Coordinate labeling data
§
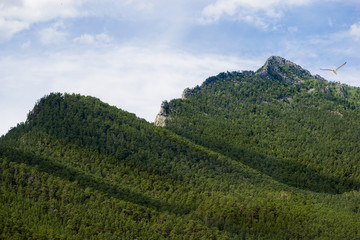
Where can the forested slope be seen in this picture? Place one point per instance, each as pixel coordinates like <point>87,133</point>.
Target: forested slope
<point>299,129</point>
<point>81,169</point>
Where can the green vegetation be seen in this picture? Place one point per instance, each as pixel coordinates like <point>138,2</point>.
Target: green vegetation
<point>243,157</point>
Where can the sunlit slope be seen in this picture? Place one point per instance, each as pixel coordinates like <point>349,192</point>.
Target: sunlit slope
<point>299,129</point>
<point>81,169</point>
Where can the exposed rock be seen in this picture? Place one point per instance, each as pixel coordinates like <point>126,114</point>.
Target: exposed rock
<point>162,118</point>
<point>341,89</point>
<point>282,69</point>
<point>311,90</point>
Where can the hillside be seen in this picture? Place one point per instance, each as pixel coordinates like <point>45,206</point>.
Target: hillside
<point>297,128</point>
<point>79,168</point>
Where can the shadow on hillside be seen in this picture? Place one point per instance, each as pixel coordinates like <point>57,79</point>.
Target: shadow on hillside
<point>291,173</point>
<point>85,180</point>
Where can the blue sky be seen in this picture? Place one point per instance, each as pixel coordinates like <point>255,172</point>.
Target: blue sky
<point>136,53</point>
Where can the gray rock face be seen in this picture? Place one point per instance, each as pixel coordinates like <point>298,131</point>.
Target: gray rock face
<point>162,118</point>
<point>280,68</point>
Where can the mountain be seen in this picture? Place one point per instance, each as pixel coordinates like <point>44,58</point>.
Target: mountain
<point>295,127</point>
<point>225,164</point>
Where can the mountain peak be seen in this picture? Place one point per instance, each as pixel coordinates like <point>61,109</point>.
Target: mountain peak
<point>280,68</point>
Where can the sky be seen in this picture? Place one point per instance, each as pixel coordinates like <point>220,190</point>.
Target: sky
<point>133,54</point>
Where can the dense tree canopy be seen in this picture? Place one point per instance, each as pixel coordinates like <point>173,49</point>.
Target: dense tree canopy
<point>242,157</point>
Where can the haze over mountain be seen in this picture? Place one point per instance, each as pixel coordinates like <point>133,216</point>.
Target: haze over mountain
<point>270,154</point>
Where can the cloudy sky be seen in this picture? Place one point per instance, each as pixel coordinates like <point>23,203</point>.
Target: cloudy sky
<point>136,53</point>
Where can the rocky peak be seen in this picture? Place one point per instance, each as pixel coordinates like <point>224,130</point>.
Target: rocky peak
<point>162,117</point>
<point>282,69</point>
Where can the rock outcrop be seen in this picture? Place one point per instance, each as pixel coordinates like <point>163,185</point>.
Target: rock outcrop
<point>282,69</point>
<point>162,118</point>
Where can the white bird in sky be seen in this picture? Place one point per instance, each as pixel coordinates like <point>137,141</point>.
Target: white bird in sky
<point>334,70</point>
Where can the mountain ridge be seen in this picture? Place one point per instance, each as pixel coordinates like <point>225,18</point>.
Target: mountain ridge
<point>242,157</point>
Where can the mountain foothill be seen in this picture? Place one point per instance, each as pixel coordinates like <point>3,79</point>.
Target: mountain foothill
<point>271,154</point>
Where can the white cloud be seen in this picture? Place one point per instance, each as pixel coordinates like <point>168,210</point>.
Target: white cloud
<point>136,79</point>
<point>18,15</point>
<point>9,27</point>
<point>257,12</point>
<point>102,38</point>
<point>355,31</point>
<point>53,34</point>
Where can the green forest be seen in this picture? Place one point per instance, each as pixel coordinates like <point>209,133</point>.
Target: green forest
<point>271,154</point>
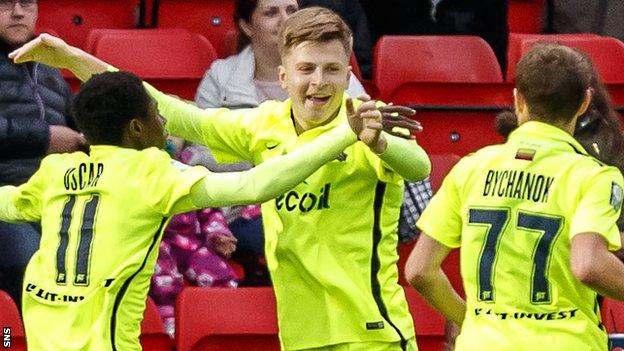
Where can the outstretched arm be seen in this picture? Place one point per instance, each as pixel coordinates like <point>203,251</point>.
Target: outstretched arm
<point>280,174</point>
<point>54,52</point>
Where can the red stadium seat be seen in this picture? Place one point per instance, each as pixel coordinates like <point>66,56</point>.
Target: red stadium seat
<point>514,47</point>
<point>211,18</point>
<point>11,324</point>
<point>173,61</point>
<point>403,59</point>
<point>524,16</point>
<point>613,315</point>
<point>428,322</point>
<point>221,319</point>
<point>153,336</point>
<point>72,20</point>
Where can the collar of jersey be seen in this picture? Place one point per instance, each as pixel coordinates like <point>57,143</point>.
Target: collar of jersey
<point>321,129</point>
<point>545,131</point>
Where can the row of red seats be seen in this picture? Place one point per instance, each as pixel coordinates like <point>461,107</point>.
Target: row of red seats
<point>73,19</point>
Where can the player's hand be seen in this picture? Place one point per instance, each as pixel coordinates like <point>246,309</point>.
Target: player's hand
<point>64,139</point>
<point>46,49</point>
<point>366,123</point>
<point>224,245</point>
<point>396,120</point>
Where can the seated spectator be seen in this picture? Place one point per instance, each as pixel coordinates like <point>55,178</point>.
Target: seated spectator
<point>250,77</point>
<point>34,110</point>
<point>194,251</point>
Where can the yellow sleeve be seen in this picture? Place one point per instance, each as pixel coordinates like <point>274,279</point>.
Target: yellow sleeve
<point>168,183</point>
<point>442,219</point>
<point>28,197</point>
<point>599,206</point>
<point>228,133</point>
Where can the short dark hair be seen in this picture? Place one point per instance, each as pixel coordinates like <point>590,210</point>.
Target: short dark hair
<point>106,103</point>
<point>243,9</point>
<point>553,79</point>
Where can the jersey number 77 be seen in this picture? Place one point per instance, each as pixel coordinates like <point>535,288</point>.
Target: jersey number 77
<point>547,228</point>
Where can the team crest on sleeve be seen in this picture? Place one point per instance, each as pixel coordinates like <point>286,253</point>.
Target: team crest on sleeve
<point>616,196</point>
<point>179,165</point>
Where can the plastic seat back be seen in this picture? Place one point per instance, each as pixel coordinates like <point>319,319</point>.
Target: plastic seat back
<point>222,319</point>
<point>211,18</point>
<point>460,59</point>
<point>11,324</point>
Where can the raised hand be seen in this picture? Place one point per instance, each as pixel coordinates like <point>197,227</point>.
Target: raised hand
<point>396,121</point>
<point>54,52</point>
<point>45,49</point>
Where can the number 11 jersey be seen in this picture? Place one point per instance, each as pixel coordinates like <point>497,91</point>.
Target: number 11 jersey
<point>102,217</point>
<point>513,210</point>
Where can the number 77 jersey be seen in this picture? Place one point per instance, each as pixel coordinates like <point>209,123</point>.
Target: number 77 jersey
<point>512,209</point>
<point>102,217</point>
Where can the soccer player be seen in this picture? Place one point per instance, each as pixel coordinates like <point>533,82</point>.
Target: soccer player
<point>535,220</point>
<point>330,242</point>
<point>102,213</point>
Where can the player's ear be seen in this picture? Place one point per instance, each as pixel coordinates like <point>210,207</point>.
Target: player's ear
<point>135,127</point>
<point>281,73</point>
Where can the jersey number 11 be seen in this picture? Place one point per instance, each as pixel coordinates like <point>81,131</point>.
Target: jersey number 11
<point>85,240</point>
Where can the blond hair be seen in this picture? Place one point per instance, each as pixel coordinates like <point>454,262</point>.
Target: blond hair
<point>314,24</point>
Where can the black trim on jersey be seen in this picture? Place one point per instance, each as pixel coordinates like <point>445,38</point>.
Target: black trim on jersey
<point>125,285</point>
<point>376,265</point>
<point>585,154</point>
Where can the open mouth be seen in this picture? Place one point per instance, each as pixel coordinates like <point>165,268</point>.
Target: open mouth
<point>318,99</point>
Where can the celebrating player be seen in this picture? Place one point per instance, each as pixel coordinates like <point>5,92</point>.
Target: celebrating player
<point>534,218</point>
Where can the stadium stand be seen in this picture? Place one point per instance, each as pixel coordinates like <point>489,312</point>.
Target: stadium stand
<point>10,318</point>
<point>72,20</point>
<point>172,60</point>
<point>524,16</point>
<point>221,319</point>
<point>153,336</point>
<point>211,18</point>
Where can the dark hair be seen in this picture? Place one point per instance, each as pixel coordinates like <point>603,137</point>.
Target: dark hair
<point>243,9</point>
<point>106,103</point>
<point>314,24</point>
<point>553,79</point>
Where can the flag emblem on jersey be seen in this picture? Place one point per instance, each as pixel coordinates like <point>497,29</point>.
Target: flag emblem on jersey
<point>525,154</point>
<point>617,195</point>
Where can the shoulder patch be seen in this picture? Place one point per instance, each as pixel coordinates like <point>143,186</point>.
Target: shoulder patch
<point>180,166</point>
<point>617,195</point>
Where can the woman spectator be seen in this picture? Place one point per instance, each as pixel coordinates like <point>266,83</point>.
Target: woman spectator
<point>250,77</point>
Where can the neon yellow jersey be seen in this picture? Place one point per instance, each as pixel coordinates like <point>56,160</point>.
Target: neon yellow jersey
<point>331,254</point>
<point>513,209</point>
<point>101,215</point>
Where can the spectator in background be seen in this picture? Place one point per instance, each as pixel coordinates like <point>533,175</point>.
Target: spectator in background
<point>246,80</point>
<point>352,12</point>
<point>250,77</point>
<point>34,109</point>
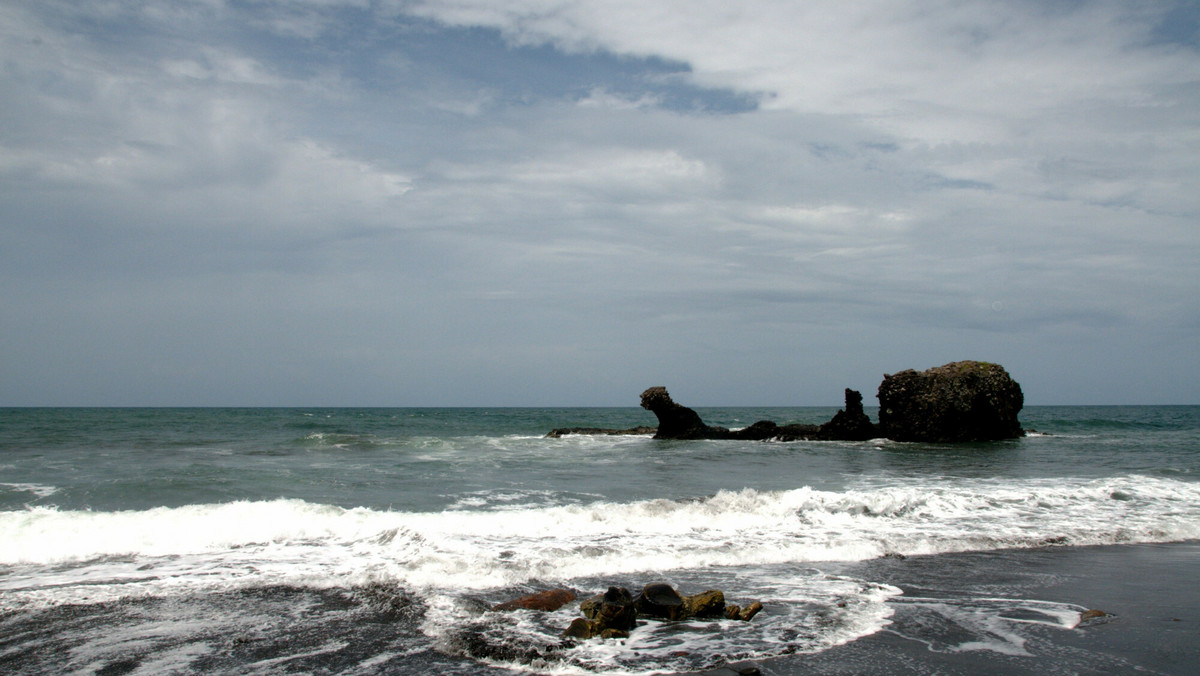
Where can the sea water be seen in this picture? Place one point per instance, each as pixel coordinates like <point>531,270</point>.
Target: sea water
<point>375,540</point>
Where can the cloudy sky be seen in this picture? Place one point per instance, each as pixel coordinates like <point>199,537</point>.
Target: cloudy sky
<point>563,202</point>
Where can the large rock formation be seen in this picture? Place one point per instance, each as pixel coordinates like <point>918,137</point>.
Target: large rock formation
<point>676,422</point>
<point>961,401</point>
<point>851,423</point>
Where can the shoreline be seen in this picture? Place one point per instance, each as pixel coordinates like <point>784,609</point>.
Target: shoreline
<point>1146,591</point>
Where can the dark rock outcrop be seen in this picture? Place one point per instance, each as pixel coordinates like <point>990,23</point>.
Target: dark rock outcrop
<point>961,401</point>
<point>676,422</point>
<point>851,423</point>
<point>610,615</point>
<point>613,614</point>
<point>600,431</point>
<point>549,600</point>
<point>660,600</point>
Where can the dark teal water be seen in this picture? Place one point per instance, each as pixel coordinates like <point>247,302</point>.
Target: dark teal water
<point>175,539</point>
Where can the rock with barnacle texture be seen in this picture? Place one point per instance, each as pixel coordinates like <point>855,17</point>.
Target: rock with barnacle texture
<point>961,401</point>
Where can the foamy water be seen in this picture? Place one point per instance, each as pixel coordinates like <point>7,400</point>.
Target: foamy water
<point>333,520</point>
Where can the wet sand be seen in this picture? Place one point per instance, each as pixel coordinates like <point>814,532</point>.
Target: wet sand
<point>1149,594</point>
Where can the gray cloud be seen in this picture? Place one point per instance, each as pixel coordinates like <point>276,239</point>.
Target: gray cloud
<point>432,203</point>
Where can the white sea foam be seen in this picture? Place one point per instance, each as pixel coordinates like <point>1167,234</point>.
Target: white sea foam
<point>293,542</point>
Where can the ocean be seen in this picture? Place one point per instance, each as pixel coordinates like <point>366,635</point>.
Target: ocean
<point>376,540</point>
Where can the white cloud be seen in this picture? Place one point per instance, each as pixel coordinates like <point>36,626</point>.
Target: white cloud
<point>331,184</point>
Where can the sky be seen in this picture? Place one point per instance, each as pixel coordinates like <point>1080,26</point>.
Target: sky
<point>564,202</point>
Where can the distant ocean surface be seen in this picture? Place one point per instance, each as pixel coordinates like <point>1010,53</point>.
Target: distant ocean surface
<point>371,540</point>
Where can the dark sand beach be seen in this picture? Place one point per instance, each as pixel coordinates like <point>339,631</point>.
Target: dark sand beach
<point>1147,591</point>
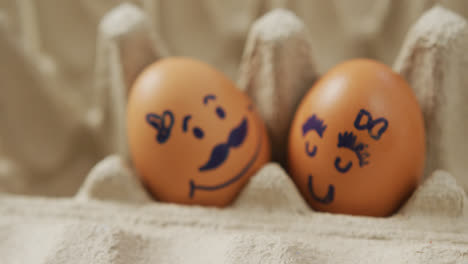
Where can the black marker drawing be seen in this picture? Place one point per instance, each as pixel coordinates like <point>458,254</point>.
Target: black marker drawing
<point>163,125</point>
<point>220,152</point>
<point>328,198</point>
<point>370,124</point>
<point>349,140</point>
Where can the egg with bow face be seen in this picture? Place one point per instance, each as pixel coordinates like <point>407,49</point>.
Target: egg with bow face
<point>357,141</point>
<point>194,137</point>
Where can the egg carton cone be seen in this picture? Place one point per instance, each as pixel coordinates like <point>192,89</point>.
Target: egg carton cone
<point>113,219</point>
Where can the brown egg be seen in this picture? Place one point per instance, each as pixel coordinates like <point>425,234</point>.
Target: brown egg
<point>194,137</point>
<point>357,142</point>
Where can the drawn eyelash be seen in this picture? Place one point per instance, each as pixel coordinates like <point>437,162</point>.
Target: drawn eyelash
<point>314,123</point>
<point>348,140</point>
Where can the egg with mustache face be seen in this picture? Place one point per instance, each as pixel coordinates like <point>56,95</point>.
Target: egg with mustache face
<point>194,137</point>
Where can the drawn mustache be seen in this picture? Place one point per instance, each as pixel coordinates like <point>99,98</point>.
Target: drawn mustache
<point>220,152</point>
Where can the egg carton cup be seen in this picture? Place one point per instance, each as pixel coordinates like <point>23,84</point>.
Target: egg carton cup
<point>112,219</point>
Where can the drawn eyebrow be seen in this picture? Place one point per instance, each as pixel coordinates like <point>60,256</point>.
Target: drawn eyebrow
<point>208,97</point>
<point>185,122</point>
<point>348,140</point>
<point>314,123</point>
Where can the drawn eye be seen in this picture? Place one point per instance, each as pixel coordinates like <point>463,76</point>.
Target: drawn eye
<point>220,112</point>
<point>310,152</point>
<point>198,133</point>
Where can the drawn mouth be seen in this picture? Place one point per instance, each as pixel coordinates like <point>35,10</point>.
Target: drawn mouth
<point>328,198</point>
<point>220,152</point>
<point>194,187</point>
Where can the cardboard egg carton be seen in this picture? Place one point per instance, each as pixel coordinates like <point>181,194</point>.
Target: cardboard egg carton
<point>112,219</point>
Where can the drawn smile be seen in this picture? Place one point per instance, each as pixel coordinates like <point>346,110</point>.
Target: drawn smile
<point>241,129</point>
<point>328,198</point>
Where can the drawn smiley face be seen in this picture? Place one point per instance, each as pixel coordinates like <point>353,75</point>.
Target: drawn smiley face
<point>357,143</point>
<point>198,143</point>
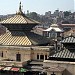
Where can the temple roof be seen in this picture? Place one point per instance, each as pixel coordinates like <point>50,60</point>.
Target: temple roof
<point>19,18</point>
<point>22,39</point>
<point>54,27</point>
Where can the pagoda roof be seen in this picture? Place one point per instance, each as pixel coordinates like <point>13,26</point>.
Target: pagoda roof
<point>19,19</point>
<point>17,38</point>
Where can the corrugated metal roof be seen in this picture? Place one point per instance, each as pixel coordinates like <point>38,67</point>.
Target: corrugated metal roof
<point>19,19</point>
<point>20,38</point>
<point>64,54</point>
<point>56,69</point>
<point>70,39</point>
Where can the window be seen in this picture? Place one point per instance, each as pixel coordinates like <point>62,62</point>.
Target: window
<point>42,57</point>
<point>37,56</point>
<point>45,57</point>
<point>18,57</point>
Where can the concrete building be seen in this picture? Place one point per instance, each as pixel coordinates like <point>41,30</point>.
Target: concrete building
<point>62,62</point>
<point>19,45</point>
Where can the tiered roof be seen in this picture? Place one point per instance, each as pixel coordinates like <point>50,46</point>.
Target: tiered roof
<point>54,27</point>
<point>19,31</point>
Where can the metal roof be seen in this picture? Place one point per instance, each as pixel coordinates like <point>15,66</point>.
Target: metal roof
<point>20,38</point>
<point>70,39</point>
<point>64,54</point>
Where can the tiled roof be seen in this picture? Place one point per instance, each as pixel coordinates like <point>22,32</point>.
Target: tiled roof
<point>20,38</point>
<point>19,19</point>
<point>70,39</point>
<point>64,54</point>
<point>10,39</point>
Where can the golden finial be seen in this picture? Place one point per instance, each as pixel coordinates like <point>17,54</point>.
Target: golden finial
<point>20,7</point>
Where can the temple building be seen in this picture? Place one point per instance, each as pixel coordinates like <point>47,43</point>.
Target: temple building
<point>19,44</point>
<point>62,62</point>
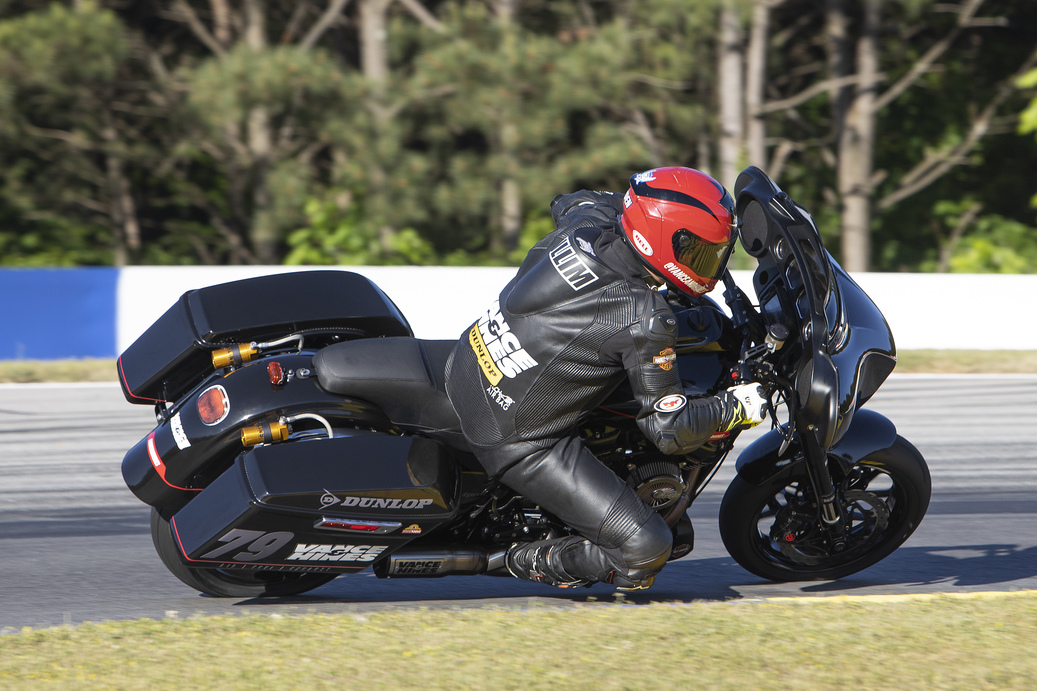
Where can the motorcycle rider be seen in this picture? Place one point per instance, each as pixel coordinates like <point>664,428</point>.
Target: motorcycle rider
§
> **Task instructions**: Please rewrite the material from the line with "Where can the black trim" up to and including the line with "<point>585,154</point>", replacing "black trim" with "dark trim" and keeping everything else unchanged.

> **Written solution**:
Where can the dark trim on jersey be seen in this picture? Place one point per instance, each as pixel coordinates like <point>445,38</point>.
Target: dark trim on jersey
<point>125,285</point>
<point>376,265</point>
<point>585,154</point>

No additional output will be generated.